▶ **MATERIAL PROVIDED**
━━━
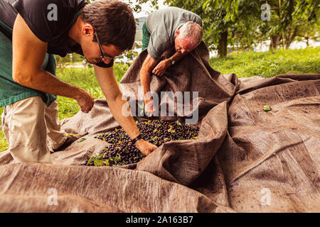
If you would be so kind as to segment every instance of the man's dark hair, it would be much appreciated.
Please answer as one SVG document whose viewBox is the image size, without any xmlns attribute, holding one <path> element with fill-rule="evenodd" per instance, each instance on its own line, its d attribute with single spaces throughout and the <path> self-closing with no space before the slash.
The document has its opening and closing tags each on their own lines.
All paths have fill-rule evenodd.
<svg viewBox="0 0 320 227">
<path fill-rule="evenodd" d="M 87 4 L 82 20 L 91 24 L 102 45 L 114 45 L 119 51 L 132 48 L 136 21 L 132 10 L 119 1 L 102 0 Z M 93 41 L 97 42 L 94 36 Z"/>
</svg>

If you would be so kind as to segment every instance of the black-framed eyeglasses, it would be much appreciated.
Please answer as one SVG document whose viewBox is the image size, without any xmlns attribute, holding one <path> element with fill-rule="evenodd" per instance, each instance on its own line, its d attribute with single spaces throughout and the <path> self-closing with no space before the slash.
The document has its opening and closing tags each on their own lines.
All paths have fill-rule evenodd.
<svg viewBox="0 0 320 227">
<path fill-rule="evenodd" d="M 101 57 L 100 57 L 101 58 L 104 58 L 104 59 L 108 59 L 108 60 L 114 60 L 114 57 L 106 56 L 105 55 L 105 53 L 103 52 L 103 50 L 102 50 L 102 47 L 101 46 L 100 41 L 99 40 L 99 38 L 97 38 L 97 33 L 95 33 L 95 38 L 97 39 L 97 42 L 98 45 L 99 45 L 99 48 L 100 49 L 100 52 L 101 52 Z"/>
</svg>

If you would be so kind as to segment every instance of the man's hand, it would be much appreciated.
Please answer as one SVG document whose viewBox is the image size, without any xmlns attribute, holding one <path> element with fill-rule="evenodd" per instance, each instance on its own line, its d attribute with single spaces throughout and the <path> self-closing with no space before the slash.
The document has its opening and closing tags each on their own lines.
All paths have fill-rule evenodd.
<svg viewBox="0 0 320 227">
<path fill-rule="evenodd" d="M 92 95 L 82 89 L 80 89 L 79 95 L 75 97 L 75 101 L 81 108 L 83 113 L 89 113 L 95 104 L 95 99 Z"/>
<path fill-rule="evenodd" d="M 152 100 L 152 99 L 144 99 L 144 112 L 149 117 L 155 116 L 156 106 L 154 106 L 154 100 Z"/>
<path fill-rule="evenodd" d="M 159 64 L 152 70 L 152 73 L 157 76 L 162 76 L 166 69 L 168 69 L 171 65 L 171 62 L 170 59 L 165 59 L 159 62 Z"/>
<path fill-rule="evenodd" d="M 148 155 L 152 151 L 158 148 L 154 144 L 150 143 L 142 139 L 137 141 L 135 145 L 144 155 Z"/>
</svg>

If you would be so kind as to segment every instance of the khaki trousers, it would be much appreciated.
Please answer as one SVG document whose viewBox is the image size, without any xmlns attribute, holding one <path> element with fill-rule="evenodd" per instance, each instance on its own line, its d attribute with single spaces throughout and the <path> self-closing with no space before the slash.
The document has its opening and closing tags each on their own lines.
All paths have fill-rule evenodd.
<svg viewBox="0 0 320 227">
<path fill-rule="evenodd" d="M 6 106 L 1 120 L 14 162 L 53 163 L 49 149 L 59 148 L 68 137 L 60 129 L 58 103 L 47 107 L 40 96 Z"/>
</svg>

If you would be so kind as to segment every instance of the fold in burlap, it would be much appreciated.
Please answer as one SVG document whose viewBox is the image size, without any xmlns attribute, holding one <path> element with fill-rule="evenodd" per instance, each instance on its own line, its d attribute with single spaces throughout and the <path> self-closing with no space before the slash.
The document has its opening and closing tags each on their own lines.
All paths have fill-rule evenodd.
<svg viewBox="0 0 320 227">
<path fill-rule="evenodd" d="M 123 93 L 138 92 L 146 55 L 120 82 Z M 89 134 L 53 153 L 55 165 L 12 164 L 8 151 L 0 154 L 0 211 L 320 211 L 320 74 L 238 80 L 208 61 L 202 44 L 151 80 L 158 94 L 199 92 L 193 106 L 199 114 L 198 140 L 166 143 L 137 165 L 79 166 L 108 145 L 93 137 L 119 126 L 105 101 L 97 100 L 89 114 L 63 121 L 68 132 Z M 262 110 L 266 104 L 272 111 Z M 56 205 L 50 205 L 52 188 Z"/>
</svg>

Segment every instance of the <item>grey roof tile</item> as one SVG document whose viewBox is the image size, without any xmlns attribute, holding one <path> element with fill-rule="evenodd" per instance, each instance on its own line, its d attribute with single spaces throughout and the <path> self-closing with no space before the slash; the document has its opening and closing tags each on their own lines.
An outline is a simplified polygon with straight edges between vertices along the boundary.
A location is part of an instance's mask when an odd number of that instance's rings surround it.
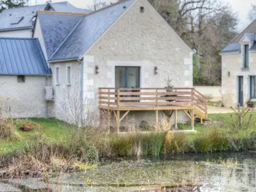
<svg viewBox="0 0 256 192">
<path fill-rule="evenodd" d="M 83 16 L 38 13 L 48 58 L 50 58 Z"/>
<path fill-rule="evenodd" d="M 80 58 L 135 0 L 127 0 L 84 16 L 50 61 Z"/>
<path fill-rule="evenodd" d="M 0 38 L 0 75 L 50 75 L 38 39 Z"/>
<path fill-rule="evenodd" d="M 78 13 L 89 13 L 91 12 L 87 9 L 78 9 L 66 1 L 7 9 L 0 13 L 0 31 L 30 28 L 32 25 L 31 19 L 37 15 L 37 12 L 45 10 L 48 5 L 53 7 L 56 12 Z M 11 23 L 14 18 L 21 17 L 23 17 L 23 18 L 18 24 L 13 25 Z"/>
</svg>

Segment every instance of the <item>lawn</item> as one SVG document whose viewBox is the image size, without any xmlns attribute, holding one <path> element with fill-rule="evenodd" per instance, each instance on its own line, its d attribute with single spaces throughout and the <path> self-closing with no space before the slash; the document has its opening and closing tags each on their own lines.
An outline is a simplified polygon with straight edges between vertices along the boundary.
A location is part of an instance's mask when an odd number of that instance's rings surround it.
<svg viewBox="0 0 256 192">
<path fill-rule="evenodd" d="M 249 115 L 252 117 L 249 128 L 246 130 L 241 130 L 235 132 L 232 128 L 230 114 L 214 114 L 209 115 L 208 118 L 212 120 L 210 125 L 201 125 L 199 123 L 195 123 L 195 128 L 200 134 L 206 130 L 211 128 L 219 128 L 221 131 L 227 133 L 233 137 L 244 137 L 249 136 L 252 131 L 256 131 L 256 112 L 252 112 L 249 113 L 244 118 L 244 121 L 247 122 Z M 22 123 L 26 122 L 37 123 L 42 125 L 42 129 L 39 131 L 22 131 L 19 129 Z M 16 142 L 0 141 L 0 155 L 5 155 L 12 152 L 15 149 L 22 148 L 26 146 L 26 143 L 34 139 L 33 136 L 36 134 L 45 135 L 53 142 L 65 142 L 66 136 L 68 135 L 72 130 L 70 126 L 65 125 L 64 123 L 57 120 L 44 119 L 44 118 L 32 118 L 29 120 L 14 120 L 15 129 L 19 136 L 19 140 Z M 190 123 L 187 125 L 179 124 L 181 129 L 191 129 Z M 192 138 L 195 135 L 191 135 Z"/>
<path fill-rule="evenodd" d="M 233 137 L 246 137 L 249 136 L 252 131 L 256 131 L 256 112 L 250 112 L 244 117 L 244 122 L 246 124 L 248 122 L 250 115 L 252 115 L 252 118 L 250 120 L 249 126 L 247 129 L 243 129 L 238 131 L 238 132 L 234 131 L 232 124 L 233 121 L 231 119 L 231 115 L 235 119 L 235 114 L 227 113 L 227 114 L 210 114 L 208 115 L 208 118 L 211 120 L 209 125 L 201 125 L 200 123 L 196 123 L 195 125 L 195 129 L 199 133 L 204 131 L 206 129 L 208 129 L 213 127 L 217 127 L 220 129 L 220 131 L 229 134 L 229 135 Z M 189 124 L 179 124 L 179 128 L 184 130 L 190 130 L 190 123 Z"/>
<path fill-rule="evenodd" d="M 42 126 L 42 128 L 38 131 L 23 131 L 19 127 L 24 123 L 37 123 Z M 18 135 L 18 141 L 7 142 L 0 141 L 0 155 L 7 154 L 15 149 L 21 148 L 33 139 L 33 136 L 36 134 L 44 134 L 52 141 L 63 141 L 67 134 L 69 133 L 70 127 L 67 126 L 64 123 L 54 119 L 31 118 L 23 120 L 14 120 L 15 130 Z"/>
</svg>

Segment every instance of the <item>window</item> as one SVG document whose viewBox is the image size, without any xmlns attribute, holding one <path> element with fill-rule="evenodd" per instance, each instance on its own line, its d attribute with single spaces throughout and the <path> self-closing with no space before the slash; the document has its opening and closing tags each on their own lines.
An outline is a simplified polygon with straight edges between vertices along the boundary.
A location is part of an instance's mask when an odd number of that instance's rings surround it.
<svg viewBox="0 0 256 192">
<path fill-rule="evenodd" d="M 17 81 L 20 83 L 24 83 L 25 82 L 25 76 L 24 75 L 18 75 L 17 76 Z"/>
<path fill-rule="evenodd" d="M 59 67 L 56 67 L 56 85 L 59 84 Z"/>
<path fill-rule="evenodd" d="M 244 68 L 249 67 L 249 45 L 244 47 Z"/>
<path fill-rule="evenodd" d="M 256 76 L 250 76 L 250 98 L 256 98 Z"/>
<path fill-rule="evenodd" d="M 70 85 L 71 83 L 71 74 L 70 72 L 71 71 L 71 68 L 70 66 L 67 66 L 67 85 Z"/>
</svg>

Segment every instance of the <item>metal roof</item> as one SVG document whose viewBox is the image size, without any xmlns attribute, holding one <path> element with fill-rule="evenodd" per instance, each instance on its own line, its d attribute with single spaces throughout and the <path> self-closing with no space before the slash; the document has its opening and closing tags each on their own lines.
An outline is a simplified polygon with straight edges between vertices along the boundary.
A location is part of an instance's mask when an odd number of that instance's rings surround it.
<svg viewBox="0 0 256 192">
<path fill-rule="evenodd" d="M 39 22 L 40 23 L 48 58 L 53 55 L 53 53 L 83 18 L 83 16 L 38 13 Z"/>
<path fill-rule="evenodd" d="M 50 61 L 80 59 L 135 0 L 127 0 L 84 16 Z"/>
<path fill-rule="evenodd" d="M 37 6 L 27 6 L 18 8 L 4 9 L 0 13 L 0 31 L 10 31 L 23 28 L 31 28 L 32 18 L 36 16 L 38 10 L 45 10 L 52 8 L 56 12 L 68 12 L 78 13 L 90 13 L 91 11 L 78 9 L 69 2 L 49 3 Z M 18 23 L 13 21 L 22 18 Z"/>
<path fill-rule="evenodd" d="M 37 38 L 0 38 L 0 75 L 51 75 Z"/>
</svg>

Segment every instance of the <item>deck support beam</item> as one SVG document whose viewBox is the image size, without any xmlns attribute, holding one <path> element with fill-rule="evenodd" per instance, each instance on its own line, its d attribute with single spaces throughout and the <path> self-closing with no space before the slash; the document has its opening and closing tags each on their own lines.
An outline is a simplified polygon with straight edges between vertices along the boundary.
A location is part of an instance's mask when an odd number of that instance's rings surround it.
<svg viewBox="0 0 256 192">
<path fill-rule="evenodd" d="M 156 110 L 156 130 L 158 128 L 158 110 Z"/>
<path fill-rule="evenodd" d="M 120 111 L 116 112 L 116 133 L 118 134 L 120 131 Z"/>
<path fill-rule="evenodd" d="M 175 128 L 178 128 L 178 110 L 175 110 Z"/>
</svg>

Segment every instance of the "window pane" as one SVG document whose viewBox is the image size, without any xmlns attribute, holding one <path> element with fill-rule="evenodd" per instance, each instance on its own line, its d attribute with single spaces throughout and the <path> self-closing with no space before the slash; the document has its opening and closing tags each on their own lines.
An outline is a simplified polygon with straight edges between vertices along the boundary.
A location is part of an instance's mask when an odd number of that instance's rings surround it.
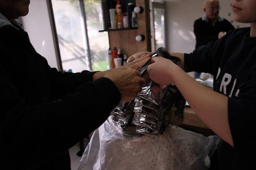
<svg viewBox="0 0 256 170">
<path fill-rule="evenodd" d="M 63 69 L 89 69 L 85 29 L 78 0 L 52 0 Z"/>
<path fill-rule="evenodd" d="M 164 42 L 164 9 L 154 7 L 154 15 L 156 49 L 161 47 L 166 48 Z"/>
<path fill-rule="evenodd" d="M 98 32 L 103 29 L 100 0 L 84 0 L 84 3 L 93 70 L 105 70 L 109 44 L 107 32 Z"/>
</svg>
━━━
Pull out every line above that contains the word "would".

▶ **SOLUTION TO THIS PROBLEM**
If you would be so kind as to segment every instance of the man's dark hair, it would be much appreciated.
If you would be so kind as to segment every instance of the black-framed eyeglasses, it would be much appreciated.
If you would be so kind as to segment every instance of the man's hand, it would be much appreciated.
If you would be so kind as to segment every instance of the khaki trousers, it would be much appreciated.
If you would be so kind as to segment every instance of the fold in burlap, it would be much appreciated.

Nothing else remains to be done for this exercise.